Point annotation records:
======

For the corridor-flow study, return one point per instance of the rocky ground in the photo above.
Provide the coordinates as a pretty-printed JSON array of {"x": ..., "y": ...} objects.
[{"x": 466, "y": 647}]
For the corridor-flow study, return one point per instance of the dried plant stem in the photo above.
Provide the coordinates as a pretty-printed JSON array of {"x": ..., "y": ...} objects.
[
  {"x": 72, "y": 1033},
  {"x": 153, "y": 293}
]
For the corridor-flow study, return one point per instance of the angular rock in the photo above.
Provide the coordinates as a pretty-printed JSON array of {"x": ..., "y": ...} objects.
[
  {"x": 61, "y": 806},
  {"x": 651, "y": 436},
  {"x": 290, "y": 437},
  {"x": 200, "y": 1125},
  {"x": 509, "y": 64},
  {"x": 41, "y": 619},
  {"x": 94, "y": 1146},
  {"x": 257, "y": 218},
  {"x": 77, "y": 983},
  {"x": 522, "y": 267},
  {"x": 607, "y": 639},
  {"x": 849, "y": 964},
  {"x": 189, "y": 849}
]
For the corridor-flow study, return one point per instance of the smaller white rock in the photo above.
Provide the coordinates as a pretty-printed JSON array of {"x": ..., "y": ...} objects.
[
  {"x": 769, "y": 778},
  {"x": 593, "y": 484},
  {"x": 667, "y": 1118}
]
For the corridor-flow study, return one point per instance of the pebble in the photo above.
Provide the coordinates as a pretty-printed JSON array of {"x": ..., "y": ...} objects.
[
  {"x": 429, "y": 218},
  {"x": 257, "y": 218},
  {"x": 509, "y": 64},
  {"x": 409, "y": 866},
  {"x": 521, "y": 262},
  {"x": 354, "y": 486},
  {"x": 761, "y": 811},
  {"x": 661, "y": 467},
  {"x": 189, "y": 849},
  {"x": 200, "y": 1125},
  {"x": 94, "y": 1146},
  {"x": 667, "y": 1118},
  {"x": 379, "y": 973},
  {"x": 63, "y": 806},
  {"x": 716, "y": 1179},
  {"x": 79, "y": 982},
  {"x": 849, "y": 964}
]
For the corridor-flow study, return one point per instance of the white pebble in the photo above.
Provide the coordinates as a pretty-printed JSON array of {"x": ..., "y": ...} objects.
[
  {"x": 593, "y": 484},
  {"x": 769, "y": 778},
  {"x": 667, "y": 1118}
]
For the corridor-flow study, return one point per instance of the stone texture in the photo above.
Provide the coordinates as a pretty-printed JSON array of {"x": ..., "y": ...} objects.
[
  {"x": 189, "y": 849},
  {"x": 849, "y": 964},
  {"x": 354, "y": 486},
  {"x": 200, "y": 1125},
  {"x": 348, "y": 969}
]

======

Aim of the exercise: Your task is to repeat the data exactly, with nothing left out.

Solution for this problem:
For the corridor-flow study, return one point per instance of the rocky ground in the photo above.
Provide the coordinates as a pretty-printed JSON array of {"x": ..., "y": ...} objects.
[{"x": 466, "y": 647}]
For the corridor-flow study, return one point per instance of the dried plant stem in the photo above.
Provide the coordinates as a pretty-printed JSON array of {"x": ..., "y": ...} objects.
[
  {"x": 72, "y": 1033},
  {"x": 153, "y": 293}
]
For the corridor-flow study, return one point per instance of the angular rock in the photo above.
Provide the coordinates as a pretty-printed JSON array of {"x": ..., "y": ...} objects.
[
  {"x": 61, "y": 806},
  {"x": 651, "y": 436},
  {"x": 290, "y": 437},
  {"x": 200, "y": 1125},
  {"x": 509, "y": 64},
  {"x": 41, "y": 619},
  {"x": 94, "y": 1146},
  {"x": 257, "y": 218},
  {"x": 77, "y": 983},
  {"x": 522, "y": 267},
  {"x": 607, "y": 639},
  {"x": 849, "y": 964},
  {"x": 189, "y": 849}
]
For the corridor-flow study, return one point per instance of the smaller white rock in the photo above.
Provide the coordinates as a pretty-printed JSON array of {"x": ..., "y": ...} objects.
[
  {"x": 769, "y": 778},
  {"x": 593, "y": 484},
  {"x": 667, "y": 1118}
]
For the corridor-flow study, return one point per instance of the pebble in the photo above.
Provide the coordinates as a pretty-printed JSON array of {"x": ..., "y": ...} objects.
[
  {"x": 429, "y": 218},
  {"x": 257, "y": 218},
  {"x": 509, "y": 64},
  {"x": 409, "y": 866},
  {"x": 521, "y": 262},
  {"x": 354, "y": 486},
  {"x": 761, "y": 811},
  {"x": 661, "y": 467},
  {"x": 189, "y": 849},
  {"x": 200, "y": 1125},
  {"x": 94, "y": 1146},
  {"x": 667, "y": 1118},
  {"x": 379, "y": 973},
  {"x": 63, "y": 806},
  {"x": 716, "y": 1179},
  {"x": 79, "y": 982},
  {"x": 849, "y": 964}
]
For the corridor-flow study, return one point per instance of the white pebble in the photo above.
Provide the coordinates as a pretty-printed JSON array of {"x": ..., "y": ...} objects.
[
  {"x": 593, "y": 484},
  {"x": 769, "y": 778},
  {"x": 667, "y": 1118}
]
For the corridor-flow study, return one point per instance of the stone texture in the photo above.
Provide the coordinates as a pretty-printed JSON array of {"x": ..., "y": ...} objects.
[
  {"x": 189, "y": 849},
  {"x": 849, "y": 964},
  {"x": 354, "y": 486},
  {"x": 200, "y": 1125},
  {"x": 348, "y": 969}
]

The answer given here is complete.